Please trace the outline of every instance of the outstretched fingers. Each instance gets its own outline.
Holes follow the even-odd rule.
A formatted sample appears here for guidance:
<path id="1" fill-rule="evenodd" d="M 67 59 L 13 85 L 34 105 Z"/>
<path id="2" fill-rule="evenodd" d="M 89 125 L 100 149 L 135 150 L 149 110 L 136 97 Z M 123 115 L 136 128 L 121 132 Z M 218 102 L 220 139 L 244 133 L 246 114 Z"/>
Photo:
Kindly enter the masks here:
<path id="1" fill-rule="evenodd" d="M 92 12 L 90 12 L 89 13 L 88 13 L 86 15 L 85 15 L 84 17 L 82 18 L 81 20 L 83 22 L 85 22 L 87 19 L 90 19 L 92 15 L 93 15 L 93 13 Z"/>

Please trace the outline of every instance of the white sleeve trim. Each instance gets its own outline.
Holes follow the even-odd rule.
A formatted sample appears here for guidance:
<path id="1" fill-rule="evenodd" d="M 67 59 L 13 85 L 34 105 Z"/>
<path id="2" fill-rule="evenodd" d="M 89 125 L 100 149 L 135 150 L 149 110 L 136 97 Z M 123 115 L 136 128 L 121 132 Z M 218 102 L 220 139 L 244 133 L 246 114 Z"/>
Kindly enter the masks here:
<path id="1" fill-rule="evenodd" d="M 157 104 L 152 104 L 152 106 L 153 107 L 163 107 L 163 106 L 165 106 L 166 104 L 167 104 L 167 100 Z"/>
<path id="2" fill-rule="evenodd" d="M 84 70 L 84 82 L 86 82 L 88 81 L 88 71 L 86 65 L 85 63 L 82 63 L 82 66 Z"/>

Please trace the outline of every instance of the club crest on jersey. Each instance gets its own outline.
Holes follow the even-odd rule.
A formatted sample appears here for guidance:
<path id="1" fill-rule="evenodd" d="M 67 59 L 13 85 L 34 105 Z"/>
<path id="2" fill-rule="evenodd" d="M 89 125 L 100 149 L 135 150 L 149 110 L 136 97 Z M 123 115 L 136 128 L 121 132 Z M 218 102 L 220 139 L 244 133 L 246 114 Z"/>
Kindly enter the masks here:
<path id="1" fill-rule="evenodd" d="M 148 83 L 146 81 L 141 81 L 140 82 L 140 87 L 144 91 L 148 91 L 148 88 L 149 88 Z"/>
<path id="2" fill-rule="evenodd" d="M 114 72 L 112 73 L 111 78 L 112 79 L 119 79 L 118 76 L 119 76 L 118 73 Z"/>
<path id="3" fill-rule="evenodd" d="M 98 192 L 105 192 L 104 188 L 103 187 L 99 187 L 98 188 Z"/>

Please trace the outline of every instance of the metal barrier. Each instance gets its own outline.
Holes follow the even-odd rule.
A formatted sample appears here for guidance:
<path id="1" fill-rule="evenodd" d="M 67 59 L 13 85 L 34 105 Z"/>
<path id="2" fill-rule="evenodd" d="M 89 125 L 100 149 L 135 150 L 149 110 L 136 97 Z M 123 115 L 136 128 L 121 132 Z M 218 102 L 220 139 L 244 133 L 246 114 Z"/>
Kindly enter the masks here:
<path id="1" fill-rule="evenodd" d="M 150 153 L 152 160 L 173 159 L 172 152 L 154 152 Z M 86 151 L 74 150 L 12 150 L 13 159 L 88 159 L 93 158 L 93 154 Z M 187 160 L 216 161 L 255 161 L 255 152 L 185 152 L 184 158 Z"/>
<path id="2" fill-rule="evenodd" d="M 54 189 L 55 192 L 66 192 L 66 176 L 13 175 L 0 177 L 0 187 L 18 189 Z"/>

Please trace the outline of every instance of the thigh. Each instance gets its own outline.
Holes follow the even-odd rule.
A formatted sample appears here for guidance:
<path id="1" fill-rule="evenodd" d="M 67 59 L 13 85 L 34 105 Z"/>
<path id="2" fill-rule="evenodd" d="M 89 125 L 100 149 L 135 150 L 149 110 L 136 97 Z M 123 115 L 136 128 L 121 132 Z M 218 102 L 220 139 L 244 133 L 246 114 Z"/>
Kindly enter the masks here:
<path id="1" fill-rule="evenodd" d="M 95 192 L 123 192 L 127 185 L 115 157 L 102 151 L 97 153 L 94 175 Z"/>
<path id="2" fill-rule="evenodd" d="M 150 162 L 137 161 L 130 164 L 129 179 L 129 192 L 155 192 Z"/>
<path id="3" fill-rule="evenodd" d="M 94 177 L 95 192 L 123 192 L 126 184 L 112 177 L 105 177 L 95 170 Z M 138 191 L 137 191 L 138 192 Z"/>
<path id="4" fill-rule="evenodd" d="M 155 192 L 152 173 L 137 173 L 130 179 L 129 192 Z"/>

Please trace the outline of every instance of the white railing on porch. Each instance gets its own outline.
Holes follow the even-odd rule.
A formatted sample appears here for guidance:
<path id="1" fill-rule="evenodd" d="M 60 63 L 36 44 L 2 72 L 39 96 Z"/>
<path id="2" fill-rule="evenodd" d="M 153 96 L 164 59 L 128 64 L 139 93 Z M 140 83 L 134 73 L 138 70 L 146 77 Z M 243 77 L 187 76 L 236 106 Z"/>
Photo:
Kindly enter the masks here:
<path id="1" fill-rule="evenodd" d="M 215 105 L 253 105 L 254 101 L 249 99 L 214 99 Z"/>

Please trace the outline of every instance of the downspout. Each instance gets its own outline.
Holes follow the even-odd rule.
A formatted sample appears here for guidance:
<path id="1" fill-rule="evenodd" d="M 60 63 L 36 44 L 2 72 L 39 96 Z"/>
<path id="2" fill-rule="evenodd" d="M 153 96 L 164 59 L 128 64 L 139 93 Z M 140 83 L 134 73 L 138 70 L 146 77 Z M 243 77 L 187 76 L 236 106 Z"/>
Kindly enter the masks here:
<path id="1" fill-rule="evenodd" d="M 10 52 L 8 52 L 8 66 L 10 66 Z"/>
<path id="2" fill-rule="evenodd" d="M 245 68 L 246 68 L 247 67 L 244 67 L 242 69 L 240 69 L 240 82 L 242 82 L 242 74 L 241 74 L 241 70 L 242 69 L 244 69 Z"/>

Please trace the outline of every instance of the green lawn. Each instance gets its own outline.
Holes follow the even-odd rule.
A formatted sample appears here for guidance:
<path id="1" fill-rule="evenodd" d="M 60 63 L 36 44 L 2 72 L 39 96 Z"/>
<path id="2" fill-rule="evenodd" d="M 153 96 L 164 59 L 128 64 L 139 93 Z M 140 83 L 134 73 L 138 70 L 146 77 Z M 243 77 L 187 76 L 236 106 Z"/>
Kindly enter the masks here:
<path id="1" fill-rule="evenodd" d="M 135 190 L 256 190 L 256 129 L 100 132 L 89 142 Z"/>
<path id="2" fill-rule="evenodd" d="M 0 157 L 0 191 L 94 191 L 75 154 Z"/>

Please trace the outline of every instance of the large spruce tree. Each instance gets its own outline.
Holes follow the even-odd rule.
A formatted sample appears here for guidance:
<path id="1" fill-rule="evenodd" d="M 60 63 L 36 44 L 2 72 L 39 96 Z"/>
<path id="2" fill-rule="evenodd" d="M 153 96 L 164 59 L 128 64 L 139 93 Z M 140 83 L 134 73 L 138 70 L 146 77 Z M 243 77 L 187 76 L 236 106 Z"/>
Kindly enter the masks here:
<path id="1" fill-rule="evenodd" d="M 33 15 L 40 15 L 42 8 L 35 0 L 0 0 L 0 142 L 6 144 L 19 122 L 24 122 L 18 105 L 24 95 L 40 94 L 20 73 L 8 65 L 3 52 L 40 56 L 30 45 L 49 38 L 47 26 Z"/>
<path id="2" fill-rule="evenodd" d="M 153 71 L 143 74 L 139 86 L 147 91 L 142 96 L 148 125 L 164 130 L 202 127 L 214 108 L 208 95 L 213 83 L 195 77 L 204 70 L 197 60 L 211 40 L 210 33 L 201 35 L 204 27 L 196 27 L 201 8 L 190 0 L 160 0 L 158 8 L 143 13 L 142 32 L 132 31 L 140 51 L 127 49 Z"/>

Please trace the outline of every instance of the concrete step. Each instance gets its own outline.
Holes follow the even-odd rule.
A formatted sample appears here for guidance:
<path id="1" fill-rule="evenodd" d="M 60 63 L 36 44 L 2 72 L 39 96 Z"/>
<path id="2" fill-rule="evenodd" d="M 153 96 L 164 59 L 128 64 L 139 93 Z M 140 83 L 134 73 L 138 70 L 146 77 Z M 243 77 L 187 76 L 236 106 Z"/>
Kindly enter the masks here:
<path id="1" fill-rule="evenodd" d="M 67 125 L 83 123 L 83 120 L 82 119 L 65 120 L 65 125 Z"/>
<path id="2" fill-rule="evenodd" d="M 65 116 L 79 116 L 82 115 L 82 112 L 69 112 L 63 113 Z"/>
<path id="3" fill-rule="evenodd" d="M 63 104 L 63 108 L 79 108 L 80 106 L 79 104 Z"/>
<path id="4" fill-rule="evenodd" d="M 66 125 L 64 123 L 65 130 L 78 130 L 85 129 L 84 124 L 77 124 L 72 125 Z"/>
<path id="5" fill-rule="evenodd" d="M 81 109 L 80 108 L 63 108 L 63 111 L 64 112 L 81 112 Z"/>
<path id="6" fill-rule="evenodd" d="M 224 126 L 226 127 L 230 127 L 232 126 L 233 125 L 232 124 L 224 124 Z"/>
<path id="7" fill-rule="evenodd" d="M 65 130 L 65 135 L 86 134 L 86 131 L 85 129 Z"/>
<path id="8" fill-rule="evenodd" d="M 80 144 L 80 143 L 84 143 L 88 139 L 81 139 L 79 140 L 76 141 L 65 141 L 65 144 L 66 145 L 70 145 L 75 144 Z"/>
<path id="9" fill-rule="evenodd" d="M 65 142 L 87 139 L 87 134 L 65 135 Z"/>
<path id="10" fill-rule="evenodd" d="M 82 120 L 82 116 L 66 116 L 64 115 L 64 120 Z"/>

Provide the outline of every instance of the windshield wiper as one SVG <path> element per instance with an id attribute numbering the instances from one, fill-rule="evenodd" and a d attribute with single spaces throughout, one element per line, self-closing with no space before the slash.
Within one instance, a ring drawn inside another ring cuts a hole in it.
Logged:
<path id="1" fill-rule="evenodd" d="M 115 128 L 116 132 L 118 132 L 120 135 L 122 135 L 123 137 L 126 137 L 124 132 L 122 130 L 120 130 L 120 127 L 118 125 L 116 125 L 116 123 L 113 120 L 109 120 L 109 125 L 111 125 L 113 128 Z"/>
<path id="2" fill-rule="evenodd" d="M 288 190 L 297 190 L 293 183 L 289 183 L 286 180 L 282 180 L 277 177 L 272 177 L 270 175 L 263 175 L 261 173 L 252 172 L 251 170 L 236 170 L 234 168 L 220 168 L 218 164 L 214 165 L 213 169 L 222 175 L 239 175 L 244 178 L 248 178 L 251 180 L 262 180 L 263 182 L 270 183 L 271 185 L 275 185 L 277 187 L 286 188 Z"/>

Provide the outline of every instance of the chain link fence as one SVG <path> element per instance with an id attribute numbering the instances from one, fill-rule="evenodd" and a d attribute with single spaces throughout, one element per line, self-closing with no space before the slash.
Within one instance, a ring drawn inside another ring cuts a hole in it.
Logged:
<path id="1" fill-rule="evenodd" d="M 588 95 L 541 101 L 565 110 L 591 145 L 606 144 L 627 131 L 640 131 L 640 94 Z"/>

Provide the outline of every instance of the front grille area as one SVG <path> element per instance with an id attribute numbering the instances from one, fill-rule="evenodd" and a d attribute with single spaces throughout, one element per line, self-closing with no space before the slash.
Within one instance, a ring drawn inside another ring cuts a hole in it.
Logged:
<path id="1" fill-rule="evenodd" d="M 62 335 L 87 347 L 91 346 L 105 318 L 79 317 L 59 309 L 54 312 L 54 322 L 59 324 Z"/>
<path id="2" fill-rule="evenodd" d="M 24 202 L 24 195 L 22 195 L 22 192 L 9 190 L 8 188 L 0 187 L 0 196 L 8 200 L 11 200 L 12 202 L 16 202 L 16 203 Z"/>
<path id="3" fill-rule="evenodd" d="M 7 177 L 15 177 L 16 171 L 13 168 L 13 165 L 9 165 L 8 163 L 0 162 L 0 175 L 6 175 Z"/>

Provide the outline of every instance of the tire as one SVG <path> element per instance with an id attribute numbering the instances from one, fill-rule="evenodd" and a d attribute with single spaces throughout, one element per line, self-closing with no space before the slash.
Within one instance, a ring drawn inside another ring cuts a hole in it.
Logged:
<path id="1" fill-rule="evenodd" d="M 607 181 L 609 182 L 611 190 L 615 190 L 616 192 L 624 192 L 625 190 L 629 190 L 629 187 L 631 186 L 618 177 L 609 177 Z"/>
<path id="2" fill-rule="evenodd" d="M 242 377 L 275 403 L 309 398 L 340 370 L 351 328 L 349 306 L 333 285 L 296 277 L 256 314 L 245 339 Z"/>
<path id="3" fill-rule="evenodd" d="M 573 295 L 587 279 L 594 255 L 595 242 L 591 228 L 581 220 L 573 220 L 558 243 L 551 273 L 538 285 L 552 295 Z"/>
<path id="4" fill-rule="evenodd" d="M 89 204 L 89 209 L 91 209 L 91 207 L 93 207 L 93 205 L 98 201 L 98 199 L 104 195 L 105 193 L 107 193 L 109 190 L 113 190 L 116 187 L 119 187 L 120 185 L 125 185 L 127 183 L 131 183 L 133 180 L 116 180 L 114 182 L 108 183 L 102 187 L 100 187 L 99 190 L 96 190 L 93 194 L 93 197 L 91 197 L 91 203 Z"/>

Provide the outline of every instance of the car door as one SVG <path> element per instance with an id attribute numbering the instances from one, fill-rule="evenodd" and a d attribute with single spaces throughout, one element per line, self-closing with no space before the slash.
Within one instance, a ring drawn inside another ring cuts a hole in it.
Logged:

----------------------------------------

§ Tu tarea
¿Puedes copiar tal cual las líneas que van desde la que contiene "Provide the outline of every instance of the tire" hasta el final de los registros, con ambos extremos incluidos?

§ Solución
Provide the outline of every instance of the tire as one SVG <path> element per instance with an id attribute numbering the instances from one, fill-rule="evenodd" and a d attribute with single spaces throughout, one element per line, self-closing with no space before the slash.
Within one instance, a ring drawn inside another ring cuts a hole in it.
Logged:
<path id="1" fill-rule="evenodd" d="M 607 181 L 609 182 L 611 190 L 615 190 L 616 192 L 624 192 L 625 190 L 629 190 L 629 187 L 631 186 L 618 177 L 609 177 Z"/>
<path id="2" fill-rule="evenodd" d="M 242 377 L 275 403 L 309 398 L 340 370 L 351 328 L 349 306 L 333 285 L 296 277 L 256 314 L 245 339 Z"/>
<path id="3" fill-rule="evenodd" d="M 573 295 L 587 279 L 594 255 L 595 242 L 591 228 L 581 220 L 573 220 L 558 243 L 551 273 L 538 285 L 552 295 Z"/>
<path id="4" fill-rule="evenodd" d="M 89 204 L 89 209 L 91 209 L 91 207 L 93 207 L 93 205 L 98 201 L 98 199 L 104 195 L 105 193 L 107 193 L 109 190 L 113 190 L 116 187 L 119 187 L 120 185 L 125 185 L 127 183 L 131 183 L 133 180 L 116 180 L 114 182 L 108 183 L 102 187 L 100 187 L 99 190 L 96 190 L 93 194 L 93 197 L 91 197 L 91 203 Z"/>

Provide the outline of every instance of the car door as one SVG <path> element per instance with an id attribute numbering the instances from one, fill-rule="evenodd" and a d attribute with single spaces throughout, one element per line, self-closing with no space before the slash.
Within one instance, a ring drawn inside another ring cuts a hole in it.
Logged:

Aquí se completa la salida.